■ Text section ■
━━━
The recent controversy over Victor Arnautoff's Depression-era murals at George Washington High School has attracted national attention. The progressive artist's dignified depiction of black slaves and the now-infamous "dead Indian" (cited by generations of 'unwoke' GWHS white kids) excited criticism from minority kids, parents, and activists who feel that the murals demean them and glorify patriarchy and genocide. Their arguments swayed the school board into its unanimous decision to whitewash the murals — to "paint it down" in the words of the iconoclasts, prompting writers from Time to National Review to opine on the curious, only-in-SF case. A similar controversy that erupted in the late 1960s was settled by a compromise: the creation of a pro-minority mural by the young artist Dewey Crumpler, who supported the Arnautoff mural then and still does, now.
The seemingly peremptory decision to delete the mural galvanized massive support from art-lovers and historians, who signed petitions and decried the folly of uninformed censorship. The preservationists argue that the murals should become a central part of the teaching of history and culture. Almost all GWHS alumni support the mural, including actor Danny Glover and Crumpler. After reading Robert W. Cherny's excellent biography of Arnautoff, I wrote "The Shame of the Mural Censors: Why Art and History Matter" for the East Bay Express, July 31, 2019 not just in support of the mural, but in defense of the capacity of today's adolescents to think for themselves.
━━━
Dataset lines
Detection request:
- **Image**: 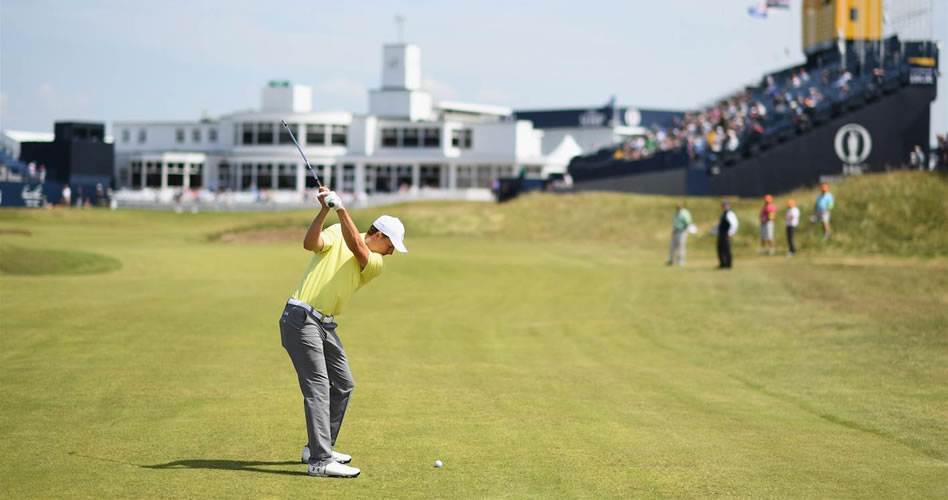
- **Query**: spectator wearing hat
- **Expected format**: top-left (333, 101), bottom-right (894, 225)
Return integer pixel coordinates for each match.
━━━
■ Brief ■
Translate this sentence from the passage about the Arnautoff murals into Spanish: "The preservationists argue that the murals should become a central part of the teaching of history and culture."

■ Answer to this exercise ■
Los preservacionistas sostienen que los murales deberían convertirse en una parte central de la enseñanza de la historia y la cultura.